■ **PARTS OF THE EXERCISE**:
A. Check three statements against the Kant course schedule below. (i) Group A essays are due at 9:00 am on Tuesday, Feb. 20. (ii) The suggested essay topic is one Group B has not yet written on. (iii) The Realism Thesis holds that matters of fact are in some sense independent of our ideas and judgments. Answer yes or no for each, quoting the text's deciding words.
B. Proceed with the Kant course schedule below, writing on from its final line.

■ **READING PASSAGE**:
============================================================
No class, President's Day

Tuesday, Feb. 20
9:00 am, Group A essays due.
Suggested topic for this essay: (This is the same topic Group B wrote on last week. Give both sides of the argument, and use the distinction between "matters of fact" as facts about natural objects and as something about things-in-themselves. Stephen points out that pp. 115-16 prove helpful.)

Remember this?

Realism thesis (thick, vague):  There are matters of fact in the world, which in some sense are independent of our ideas and judgments: (1) our ideas and judgments are (often) about these matters of fact; (2) and these matters of fact serve (often) to make our ideas and judgments correct or incorrect.

Let’s suppose that an adequate Philosophy of Mind must preserve the Realism Thesis.

Present a case that Kant does meet this standard, that he does preserve the Realism Thesis.
============================================================
■ **PROVIDED INFORMATION**:
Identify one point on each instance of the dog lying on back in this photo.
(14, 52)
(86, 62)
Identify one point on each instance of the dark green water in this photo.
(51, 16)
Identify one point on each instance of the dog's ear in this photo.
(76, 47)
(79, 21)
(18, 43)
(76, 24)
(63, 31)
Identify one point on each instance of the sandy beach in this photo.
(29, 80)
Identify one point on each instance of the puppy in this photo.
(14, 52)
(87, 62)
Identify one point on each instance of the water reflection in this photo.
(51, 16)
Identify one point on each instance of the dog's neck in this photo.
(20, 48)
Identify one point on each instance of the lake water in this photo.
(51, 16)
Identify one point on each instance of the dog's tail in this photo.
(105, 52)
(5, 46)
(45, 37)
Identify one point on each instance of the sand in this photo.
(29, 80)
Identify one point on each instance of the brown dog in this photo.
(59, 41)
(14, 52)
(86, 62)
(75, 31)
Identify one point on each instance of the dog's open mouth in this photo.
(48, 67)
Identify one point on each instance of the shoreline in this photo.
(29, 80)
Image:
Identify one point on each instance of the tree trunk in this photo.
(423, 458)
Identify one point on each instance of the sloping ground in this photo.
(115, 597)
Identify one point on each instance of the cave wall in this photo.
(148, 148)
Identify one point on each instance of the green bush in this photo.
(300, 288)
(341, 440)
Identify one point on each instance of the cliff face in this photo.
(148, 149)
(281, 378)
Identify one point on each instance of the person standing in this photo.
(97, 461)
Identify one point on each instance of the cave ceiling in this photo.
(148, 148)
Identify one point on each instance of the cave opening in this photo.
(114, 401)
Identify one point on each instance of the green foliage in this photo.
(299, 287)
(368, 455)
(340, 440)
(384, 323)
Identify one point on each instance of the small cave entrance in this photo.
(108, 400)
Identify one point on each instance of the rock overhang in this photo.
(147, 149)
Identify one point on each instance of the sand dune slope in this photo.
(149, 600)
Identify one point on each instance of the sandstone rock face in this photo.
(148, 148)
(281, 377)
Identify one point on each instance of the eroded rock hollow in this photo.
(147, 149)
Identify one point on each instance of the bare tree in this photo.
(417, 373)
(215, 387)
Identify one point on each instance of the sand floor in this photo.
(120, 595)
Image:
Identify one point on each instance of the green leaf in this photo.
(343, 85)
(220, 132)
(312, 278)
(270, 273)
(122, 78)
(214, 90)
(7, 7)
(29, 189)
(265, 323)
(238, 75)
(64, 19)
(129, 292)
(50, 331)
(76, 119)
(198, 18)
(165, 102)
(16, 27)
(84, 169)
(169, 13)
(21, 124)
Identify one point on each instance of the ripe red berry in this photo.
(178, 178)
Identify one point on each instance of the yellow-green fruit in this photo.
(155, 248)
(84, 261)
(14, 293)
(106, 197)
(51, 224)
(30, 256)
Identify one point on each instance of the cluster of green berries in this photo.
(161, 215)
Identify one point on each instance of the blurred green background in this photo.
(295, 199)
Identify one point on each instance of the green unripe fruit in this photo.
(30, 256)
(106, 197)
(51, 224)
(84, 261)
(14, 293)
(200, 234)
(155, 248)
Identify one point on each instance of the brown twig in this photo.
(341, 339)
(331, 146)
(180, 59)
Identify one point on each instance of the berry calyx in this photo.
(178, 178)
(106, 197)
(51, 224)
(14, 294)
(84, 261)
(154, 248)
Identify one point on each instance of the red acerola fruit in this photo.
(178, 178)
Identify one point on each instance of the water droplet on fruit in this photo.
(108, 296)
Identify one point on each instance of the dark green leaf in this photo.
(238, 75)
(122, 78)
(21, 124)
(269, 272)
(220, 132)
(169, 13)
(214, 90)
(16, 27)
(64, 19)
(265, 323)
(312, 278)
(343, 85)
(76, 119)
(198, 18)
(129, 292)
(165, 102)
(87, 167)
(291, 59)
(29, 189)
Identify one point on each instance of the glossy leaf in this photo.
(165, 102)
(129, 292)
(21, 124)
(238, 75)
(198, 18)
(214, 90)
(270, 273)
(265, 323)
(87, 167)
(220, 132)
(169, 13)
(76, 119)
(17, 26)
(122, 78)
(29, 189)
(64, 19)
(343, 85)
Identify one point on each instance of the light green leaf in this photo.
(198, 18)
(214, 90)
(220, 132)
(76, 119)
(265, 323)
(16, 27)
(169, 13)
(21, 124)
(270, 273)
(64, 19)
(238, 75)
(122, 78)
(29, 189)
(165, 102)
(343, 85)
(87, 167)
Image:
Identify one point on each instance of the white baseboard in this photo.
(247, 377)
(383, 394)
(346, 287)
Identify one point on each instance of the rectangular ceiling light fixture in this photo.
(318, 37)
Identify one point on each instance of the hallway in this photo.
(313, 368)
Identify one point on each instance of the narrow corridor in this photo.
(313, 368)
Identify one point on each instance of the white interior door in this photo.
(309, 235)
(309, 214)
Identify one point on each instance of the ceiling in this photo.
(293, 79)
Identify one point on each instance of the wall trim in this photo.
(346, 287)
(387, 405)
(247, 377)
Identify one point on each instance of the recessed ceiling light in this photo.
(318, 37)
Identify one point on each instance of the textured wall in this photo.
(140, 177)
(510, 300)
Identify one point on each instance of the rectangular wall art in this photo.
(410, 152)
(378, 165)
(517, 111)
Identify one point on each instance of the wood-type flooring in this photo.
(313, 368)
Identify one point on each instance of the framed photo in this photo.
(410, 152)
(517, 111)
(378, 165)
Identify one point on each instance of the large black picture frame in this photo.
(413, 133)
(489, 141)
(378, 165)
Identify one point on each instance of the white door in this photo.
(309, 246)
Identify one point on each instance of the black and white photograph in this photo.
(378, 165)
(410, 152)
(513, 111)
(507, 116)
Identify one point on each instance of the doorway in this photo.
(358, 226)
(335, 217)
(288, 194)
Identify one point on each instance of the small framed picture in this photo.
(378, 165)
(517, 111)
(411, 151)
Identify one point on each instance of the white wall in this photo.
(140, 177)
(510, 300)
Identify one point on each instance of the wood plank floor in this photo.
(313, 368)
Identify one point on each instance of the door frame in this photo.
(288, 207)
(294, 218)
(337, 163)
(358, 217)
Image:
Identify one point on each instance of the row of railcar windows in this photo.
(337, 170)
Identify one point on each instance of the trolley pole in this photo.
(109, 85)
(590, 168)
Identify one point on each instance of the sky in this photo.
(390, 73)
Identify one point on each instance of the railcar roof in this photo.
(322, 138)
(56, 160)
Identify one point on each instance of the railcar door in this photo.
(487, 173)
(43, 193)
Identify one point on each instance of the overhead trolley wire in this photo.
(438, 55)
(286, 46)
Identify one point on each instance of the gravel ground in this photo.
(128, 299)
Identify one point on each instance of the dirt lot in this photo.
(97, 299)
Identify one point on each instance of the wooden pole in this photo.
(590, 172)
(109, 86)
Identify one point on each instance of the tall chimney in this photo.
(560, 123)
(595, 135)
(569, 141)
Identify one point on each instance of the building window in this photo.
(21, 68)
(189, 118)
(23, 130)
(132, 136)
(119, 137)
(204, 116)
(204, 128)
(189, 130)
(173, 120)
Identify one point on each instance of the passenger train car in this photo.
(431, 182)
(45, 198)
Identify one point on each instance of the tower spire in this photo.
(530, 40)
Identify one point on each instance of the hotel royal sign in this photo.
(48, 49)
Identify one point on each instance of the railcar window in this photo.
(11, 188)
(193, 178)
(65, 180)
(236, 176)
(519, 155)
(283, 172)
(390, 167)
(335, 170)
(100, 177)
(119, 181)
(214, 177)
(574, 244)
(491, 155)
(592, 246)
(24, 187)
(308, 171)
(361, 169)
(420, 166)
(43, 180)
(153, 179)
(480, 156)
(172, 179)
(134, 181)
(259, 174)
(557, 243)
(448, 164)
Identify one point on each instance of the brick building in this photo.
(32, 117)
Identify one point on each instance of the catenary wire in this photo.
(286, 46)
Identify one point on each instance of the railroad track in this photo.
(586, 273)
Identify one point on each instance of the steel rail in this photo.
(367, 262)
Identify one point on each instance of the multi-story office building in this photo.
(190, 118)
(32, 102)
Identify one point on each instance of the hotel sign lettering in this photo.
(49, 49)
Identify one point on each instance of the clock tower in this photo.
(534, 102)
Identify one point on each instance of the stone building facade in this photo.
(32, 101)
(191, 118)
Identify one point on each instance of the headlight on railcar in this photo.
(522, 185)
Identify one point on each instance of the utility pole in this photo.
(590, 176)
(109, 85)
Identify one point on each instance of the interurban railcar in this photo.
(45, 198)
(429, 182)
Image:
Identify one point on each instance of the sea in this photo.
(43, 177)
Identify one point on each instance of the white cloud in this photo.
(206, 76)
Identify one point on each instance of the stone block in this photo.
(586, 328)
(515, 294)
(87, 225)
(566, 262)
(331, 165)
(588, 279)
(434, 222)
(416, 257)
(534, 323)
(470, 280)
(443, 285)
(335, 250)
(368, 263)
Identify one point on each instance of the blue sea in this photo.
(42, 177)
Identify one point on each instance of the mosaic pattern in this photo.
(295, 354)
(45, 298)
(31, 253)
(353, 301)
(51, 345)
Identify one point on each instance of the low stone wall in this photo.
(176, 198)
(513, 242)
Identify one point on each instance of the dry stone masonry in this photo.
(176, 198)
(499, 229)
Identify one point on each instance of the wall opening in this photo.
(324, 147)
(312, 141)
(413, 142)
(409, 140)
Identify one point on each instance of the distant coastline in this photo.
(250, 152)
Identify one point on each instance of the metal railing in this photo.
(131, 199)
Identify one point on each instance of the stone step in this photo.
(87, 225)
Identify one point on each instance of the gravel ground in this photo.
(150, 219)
============================================================
■ **RESPONSES TO THE TASKS**:
A.
(i) Yes: "Tuesday, Feb. 20" and "9:00 am, Group A essays due."
(ii) No: "This is the same topic Group B wrote on last week."
(iii) Yes: "which in some sense are independent of our ideas and judgments"

B.
Present an alternative case that he fails to meet this standard, that he does not preserve the Realism Thesis.

You can offer individual statements (e.g. for the "prosecution" and for the "defense"), a dialogue (Kant as witness and under cross examination), a series of Q &As (as in a deposition) …  Your mission, should you choose to accept it: provide your readers with deeper insight into Kant’s CPR and philosopy of mind.

Tuesday-Thursday Seminars: keep going with the "The Analytic of Principles," up through the First and Second Chapters, pp. 267-337. We will focus particularly on Kant's discussions of substance, cause, and the "Refutation of Idealism." Also, pp. 354-365 (added 2-19-07). Following this, please read pp. 384-408, Kant's introduction to the "Transcendental Dialectic." Next week we'll dig into the "Paralogisms" and "Antinomies."

Week 6, Feb. 12-16
Monday, Feb. 12
9:00 am, Group B essays due.
Suggested topic for this essay:

Remember this?

Realism thesis (thick, vague):  There are matters of fact in the world, which in some sense are independent of our ideas and judgments: (1) our ideas and judgments are (often) about these matters of fact; (2) and these matters of fact serve (often) to make our ideas and judgments correct or incorrect.

Let’s suppose that an adequate Philosophy of Mind must preserve the Realism Thesis.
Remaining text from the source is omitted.